DOCUMENT EXCERPT
—————

One of the most fascinating thing to witness is an octopus adapting its camouflage to a new setting. It happens like magic, or some trick of the eye, and they’re so good at it you can merely marvel. It fascinates in part because we so rarely get to see the moment of transformation as its happening. We don’t usually notice the turn until it’s behind us. But what if we were aware of it? What if we felt it, sensed it, knew it to be happening in the moment

Stop what you’re doing and listen. Find somewhere quiet to be and simply pause there. Maybe you will hear the crickets of the night through darkened windows. Maybe you pick up on the hum of a dryer finishing its tumbling load of clothes. Maybe a television drones on in some distant room or building. When you pause to listen, and allow yourself some quiet, you see there’s not really such a thing as quiet anywhere. I read somewhere that there are rooms created of total silence, but that people are unable to stay in them for very long before going mad. Too many of us want for noise and fuzz and static of some kind – anything to keep the mind from unraveling. Distractions have become a mandatory part of life. It makes sense in a world that has gone so dark

I’ve inhabited the quiet for my entire life. Of course I’ve made my distractions and created my own noise – anything to escape the harsh and brutal reality of everything around me, but more than most I seem to largely live in a world of quiet and silence. Even when I’m in a cacophonous sea of people or at some high-volume concert I find myself withdrawing into an interior world where nothing exists above a dull, soft roar – like an ocean barely heard from a safe vantage point inland. I can sense the immensity of the scene, I can feel others all around me, but inside I am safely ensconced in a land of sinister silence.

—————

[Segmentation dataset entries]
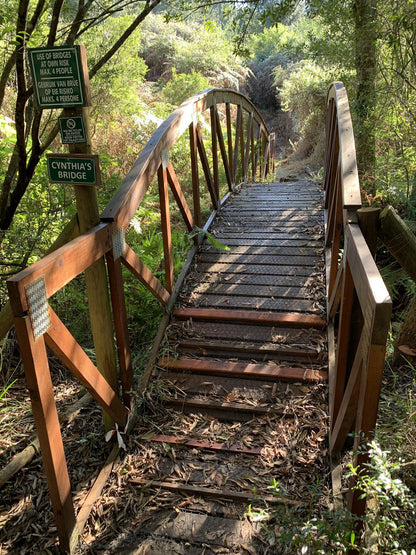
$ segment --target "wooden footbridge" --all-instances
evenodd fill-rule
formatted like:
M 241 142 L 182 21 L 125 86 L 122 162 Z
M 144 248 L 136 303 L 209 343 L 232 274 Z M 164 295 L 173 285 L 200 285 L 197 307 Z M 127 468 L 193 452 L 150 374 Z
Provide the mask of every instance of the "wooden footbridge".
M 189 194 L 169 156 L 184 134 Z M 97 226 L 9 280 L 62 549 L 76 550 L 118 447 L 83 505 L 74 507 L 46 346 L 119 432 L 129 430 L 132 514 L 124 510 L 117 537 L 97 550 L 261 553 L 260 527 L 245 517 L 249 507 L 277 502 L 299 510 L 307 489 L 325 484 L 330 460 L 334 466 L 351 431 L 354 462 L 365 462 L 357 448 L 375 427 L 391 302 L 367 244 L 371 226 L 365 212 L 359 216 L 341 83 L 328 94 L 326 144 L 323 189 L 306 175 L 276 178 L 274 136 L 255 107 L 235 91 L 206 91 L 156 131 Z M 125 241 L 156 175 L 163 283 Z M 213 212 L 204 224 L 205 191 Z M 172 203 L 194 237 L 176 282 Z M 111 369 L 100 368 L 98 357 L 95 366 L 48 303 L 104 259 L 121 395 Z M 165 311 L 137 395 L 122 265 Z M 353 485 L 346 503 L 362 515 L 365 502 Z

—————

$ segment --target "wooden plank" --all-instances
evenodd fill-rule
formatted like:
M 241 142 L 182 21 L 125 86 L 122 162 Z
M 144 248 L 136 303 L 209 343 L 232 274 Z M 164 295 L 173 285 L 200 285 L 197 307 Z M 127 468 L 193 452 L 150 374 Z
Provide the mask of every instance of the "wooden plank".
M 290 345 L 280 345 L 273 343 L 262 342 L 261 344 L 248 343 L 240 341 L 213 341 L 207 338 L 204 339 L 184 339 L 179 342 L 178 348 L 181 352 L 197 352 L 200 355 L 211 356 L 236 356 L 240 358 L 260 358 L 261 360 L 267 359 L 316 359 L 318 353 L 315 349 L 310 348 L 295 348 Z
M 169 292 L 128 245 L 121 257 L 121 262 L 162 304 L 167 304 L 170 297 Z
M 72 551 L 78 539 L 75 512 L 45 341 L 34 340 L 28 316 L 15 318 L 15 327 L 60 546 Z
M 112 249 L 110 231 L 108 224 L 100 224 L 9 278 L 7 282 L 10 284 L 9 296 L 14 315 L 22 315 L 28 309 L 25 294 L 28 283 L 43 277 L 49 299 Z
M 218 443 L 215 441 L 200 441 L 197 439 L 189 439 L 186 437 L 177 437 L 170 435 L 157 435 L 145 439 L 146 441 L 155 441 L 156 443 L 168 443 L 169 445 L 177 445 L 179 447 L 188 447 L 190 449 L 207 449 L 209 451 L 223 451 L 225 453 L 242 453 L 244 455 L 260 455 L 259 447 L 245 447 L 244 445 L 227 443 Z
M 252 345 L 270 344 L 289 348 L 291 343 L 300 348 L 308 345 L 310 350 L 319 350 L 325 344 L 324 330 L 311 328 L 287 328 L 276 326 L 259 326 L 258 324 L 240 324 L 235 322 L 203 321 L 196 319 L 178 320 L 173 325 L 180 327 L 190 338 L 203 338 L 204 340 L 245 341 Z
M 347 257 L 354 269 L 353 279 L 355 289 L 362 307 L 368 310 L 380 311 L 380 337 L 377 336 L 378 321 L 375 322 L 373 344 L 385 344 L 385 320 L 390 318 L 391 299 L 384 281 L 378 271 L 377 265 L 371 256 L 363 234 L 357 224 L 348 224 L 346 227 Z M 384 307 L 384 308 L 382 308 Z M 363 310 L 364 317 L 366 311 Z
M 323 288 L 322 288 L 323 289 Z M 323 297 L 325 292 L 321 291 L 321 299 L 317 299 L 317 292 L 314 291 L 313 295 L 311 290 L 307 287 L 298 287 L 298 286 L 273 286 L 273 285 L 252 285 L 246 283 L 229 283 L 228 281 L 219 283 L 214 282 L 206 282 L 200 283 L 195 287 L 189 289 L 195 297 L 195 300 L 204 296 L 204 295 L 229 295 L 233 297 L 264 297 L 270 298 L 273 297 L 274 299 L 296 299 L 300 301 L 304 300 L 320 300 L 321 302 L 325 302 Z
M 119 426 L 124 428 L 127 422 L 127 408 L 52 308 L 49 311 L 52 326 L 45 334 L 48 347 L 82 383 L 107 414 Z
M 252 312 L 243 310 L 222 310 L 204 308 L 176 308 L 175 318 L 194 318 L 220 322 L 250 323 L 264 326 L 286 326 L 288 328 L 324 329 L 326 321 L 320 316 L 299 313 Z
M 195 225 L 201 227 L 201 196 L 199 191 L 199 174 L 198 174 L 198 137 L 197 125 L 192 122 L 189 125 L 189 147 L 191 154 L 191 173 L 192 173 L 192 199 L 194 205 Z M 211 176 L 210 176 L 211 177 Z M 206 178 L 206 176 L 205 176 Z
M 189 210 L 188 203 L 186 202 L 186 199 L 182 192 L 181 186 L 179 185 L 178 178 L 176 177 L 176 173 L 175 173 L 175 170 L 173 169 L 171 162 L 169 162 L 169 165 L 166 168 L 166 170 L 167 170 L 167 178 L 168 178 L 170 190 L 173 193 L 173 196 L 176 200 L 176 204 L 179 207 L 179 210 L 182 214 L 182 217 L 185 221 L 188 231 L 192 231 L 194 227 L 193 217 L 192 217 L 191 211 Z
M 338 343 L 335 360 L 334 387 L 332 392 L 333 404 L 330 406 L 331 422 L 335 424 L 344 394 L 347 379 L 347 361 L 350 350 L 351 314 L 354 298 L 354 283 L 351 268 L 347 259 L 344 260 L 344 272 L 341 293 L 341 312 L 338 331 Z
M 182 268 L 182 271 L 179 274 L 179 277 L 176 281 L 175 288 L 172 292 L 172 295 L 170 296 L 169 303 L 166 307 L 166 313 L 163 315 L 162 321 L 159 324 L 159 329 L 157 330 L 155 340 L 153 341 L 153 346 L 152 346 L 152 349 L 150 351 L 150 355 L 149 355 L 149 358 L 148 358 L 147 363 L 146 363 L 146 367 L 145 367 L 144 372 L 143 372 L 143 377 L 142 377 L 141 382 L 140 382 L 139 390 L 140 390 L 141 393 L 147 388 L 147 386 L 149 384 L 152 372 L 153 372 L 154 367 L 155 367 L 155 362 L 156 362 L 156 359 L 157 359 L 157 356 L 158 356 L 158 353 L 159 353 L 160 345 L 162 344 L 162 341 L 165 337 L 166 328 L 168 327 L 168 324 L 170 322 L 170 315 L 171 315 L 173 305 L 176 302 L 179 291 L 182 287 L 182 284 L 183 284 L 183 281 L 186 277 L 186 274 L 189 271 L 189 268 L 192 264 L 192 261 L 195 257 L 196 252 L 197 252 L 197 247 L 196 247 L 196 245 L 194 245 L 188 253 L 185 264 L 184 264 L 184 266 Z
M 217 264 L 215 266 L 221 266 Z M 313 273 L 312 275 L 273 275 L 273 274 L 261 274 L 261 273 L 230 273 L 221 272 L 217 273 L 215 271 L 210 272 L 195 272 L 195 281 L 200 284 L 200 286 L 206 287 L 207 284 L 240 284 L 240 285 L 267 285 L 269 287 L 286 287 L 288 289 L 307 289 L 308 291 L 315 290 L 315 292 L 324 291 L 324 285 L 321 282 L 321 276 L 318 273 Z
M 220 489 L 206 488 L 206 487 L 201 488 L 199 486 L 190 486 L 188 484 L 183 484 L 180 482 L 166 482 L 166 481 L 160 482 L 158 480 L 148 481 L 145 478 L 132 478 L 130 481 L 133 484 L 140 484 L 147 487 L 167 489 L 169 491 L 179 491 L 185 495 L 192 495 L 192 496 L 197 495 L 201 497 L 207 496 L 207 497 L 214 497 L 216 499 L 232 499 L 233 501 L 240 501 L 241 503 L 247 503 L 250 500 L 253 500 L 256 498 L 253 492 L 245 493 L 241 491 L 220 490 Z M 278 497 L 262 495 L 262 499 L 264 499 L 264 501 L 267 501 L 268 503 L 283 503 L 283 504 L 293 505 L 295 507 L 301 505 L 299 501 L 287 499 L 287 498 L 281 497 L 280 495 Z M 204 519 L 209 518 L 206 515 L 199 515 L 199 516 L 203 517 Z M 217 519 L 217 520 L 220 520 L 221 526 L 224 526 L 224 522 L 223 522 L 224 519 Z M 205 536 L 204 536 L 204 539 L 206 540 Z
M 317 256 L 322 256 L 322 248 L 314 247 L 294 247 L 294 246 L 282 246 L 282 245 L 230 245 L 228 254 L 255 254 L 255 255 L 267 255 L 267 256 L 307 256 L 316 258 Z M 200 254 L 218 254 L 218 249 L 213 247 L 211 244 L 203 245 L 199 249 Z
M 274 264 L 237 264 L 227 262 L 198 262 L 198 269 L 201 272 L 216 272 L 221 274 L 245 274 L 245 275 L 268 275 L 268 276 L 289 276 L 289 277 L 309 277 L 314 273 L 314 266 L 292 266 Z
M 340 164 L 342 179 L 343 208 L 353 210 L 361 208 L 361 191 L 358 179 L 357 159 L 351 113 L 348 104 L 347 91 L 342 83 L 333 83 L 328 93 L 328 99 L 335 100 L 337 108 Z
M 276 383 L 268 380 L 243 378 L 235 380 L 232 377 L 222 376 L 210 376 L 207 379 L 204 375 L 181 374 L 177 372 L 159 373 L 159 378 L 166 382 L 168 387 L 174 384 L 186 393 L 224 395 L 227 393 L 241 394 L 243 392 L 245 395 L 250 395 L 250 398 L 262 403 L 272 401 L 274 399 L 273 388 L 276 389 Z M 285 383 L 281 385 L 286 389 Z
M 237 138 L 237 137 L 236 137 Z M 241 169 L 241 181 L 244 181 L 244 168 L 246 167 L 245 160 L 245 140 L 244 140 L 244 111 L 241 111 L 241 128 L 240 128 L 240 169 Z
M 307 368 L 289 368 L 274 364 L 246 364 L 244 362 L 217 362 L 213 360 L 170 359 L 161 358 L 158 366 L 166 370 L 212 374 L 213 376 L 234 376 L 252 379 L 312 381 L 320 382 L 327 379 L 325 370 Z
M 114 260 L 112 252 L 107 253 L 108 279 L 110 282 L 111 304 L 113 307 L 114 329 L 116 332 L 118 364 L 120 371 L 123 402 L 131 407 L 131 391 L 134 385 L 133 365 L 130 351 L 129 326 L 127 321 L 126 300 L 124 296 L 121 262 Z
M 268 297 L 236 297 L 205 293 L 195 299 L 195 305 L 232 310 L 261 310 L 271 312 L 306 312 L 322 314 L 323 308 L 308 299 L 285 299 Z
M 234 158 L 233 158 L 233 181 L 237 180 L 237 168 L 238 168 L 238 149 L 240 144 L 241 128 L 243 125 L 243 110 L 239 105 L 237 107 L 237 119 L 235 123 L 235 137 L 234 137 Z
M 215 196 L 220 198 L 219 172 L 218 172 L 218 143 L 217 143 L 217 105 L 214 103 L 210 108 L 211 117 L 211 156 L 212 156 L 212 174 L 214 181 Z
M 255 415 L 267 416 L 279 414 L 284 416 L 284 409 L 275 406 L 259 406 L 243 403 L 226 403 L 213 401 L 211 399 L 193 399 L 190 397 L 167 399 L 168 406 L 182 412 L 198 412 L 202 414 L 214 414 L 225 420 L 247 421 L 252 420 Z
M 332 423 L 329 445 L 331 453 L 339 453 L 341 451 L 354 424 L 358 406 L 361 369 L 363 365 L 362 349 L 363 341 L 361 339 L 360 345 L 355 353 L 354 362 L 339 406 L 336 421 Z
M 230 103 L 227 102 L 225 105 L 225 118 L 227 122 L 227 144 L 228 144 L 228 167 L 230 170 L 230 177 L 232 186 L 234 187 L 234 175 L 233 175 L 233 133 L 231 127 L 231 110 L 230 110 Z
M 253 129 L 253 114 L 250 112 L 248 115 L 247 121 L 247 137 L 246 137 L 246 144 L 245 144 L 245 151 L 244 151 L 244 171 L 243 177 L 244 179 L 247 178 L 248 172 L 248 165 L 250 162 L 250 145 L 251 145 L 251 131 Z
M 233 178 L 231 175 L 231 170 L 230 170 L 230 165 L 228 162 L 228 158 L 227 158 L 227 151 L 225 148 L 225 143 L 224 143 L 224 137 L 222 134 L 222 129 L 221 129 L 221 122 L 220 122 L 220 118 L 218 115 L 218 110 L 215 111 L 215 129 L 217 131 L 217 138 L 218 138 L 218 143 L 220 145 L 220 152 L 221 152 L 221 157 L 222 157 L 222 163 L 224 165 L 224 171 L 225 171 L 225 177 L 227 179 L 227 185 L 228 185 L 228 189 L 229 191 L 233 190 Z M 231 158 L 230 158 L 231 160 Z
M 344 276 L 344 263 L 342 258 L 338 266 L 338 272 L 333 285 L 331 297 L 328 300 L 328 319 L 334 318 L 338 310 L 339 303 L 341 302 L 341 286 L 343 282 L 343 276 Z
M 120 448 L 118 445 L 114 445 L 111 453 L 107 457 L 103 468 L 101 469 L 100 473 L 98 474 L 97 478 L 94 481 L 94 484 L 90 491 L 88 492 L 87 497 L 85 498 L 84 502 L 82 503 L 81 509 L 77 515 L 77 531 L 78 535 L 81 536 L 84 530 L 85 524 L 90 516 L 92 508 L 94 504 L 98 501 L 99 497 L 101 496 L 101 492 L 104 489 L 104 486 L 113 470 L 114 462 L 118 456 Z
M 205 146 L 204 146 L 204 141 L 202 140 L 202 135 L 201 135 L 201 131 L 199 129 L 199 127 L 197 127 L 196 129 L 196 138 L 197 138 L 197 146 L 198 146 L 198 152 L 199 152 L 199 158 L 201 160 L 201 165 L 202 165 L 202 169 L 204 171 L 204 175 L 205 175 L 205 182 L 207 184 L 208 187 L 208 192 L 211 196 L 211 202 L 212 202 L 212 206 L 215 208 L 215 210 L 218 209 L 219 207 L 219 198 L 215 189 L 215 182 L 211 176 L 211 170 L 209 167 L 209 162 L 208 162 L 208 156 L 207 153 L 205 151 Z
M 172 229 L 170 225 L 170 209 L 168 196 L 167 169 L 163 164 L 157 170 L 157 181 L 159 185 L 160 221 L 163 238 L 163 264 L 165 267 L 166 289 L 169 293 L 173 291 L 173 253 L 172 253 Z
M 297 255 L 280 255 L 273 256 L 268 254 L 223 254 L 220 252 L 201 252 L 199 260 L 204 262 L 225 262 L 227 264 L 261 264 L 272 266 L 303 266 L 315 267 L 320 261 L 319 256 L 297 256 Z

—————

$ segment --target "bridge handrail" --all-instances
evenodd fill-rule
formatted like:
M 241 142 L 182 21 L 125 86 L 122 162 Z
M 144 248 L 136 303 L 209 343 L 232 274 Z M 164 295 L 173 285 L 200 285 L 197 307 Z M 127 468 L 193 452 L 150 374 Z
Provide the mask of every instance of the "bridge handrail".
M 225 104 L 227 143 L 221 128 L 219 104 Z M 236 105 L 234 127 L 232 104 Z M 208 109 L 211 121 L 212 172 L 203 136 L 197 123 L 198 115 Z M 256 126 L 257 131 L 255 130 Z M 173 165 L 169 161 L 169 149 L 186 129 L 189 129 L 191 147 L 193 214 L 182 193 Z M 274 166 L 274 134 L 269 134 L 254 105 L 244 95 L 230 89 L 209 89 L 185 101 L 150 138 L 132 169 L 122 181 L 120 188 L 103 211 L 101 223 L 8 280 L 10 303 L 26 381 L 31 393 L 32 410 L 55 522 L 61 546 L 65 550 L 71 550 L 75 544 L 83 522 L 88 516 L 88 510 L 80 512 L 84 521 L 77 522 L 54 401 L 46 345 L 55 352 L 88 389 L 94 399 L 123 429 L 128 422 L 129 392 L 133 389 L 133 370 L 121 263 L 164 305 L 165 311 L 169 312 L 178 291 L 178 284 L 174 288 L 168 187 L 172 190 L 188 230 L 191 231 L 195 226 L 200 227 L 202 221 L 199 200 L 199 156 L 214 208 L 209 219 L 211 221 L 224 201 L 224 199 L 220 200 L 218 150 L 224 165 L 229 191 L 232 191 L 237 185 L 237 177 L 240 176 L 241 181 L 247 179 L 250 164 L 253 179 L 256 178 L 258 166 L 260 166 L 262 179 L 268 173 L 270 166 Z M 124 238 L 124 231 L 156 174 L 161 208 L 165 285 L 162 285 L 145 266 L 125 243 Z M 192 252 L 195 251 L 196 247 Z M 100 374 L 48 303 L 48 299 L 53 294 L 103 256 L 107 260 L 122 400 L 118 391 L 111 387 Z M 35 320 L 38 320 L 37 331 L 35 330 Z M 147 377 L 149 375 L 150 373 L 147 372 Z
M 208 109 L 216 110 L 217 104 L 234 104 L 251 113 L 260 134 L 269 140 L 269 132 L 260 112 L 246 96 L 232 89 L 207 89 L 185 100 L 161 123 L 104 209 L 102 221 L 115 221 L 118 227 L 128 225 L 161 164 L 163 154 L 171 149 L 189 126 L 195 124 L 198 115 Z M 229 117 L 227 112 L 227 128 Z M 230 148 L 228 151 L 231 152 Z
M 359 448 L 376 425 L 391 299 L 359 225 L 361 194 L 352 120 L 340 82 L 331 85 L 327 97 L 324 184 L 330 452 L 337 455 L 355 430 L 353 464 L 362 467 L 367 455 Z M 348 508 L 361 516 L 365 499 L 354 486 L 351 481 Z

—————

In the essay on quiet, why is it fascinating to watch an octopus adapt its camouflage to a new setting? Answer in one to three sentences. Rely on the essay alone, not on the entries.

REPLY
It fascinates partly because we so rarely get to see the moment of transformation while it is happening. Usually we don't notice the turn until it is already behind us.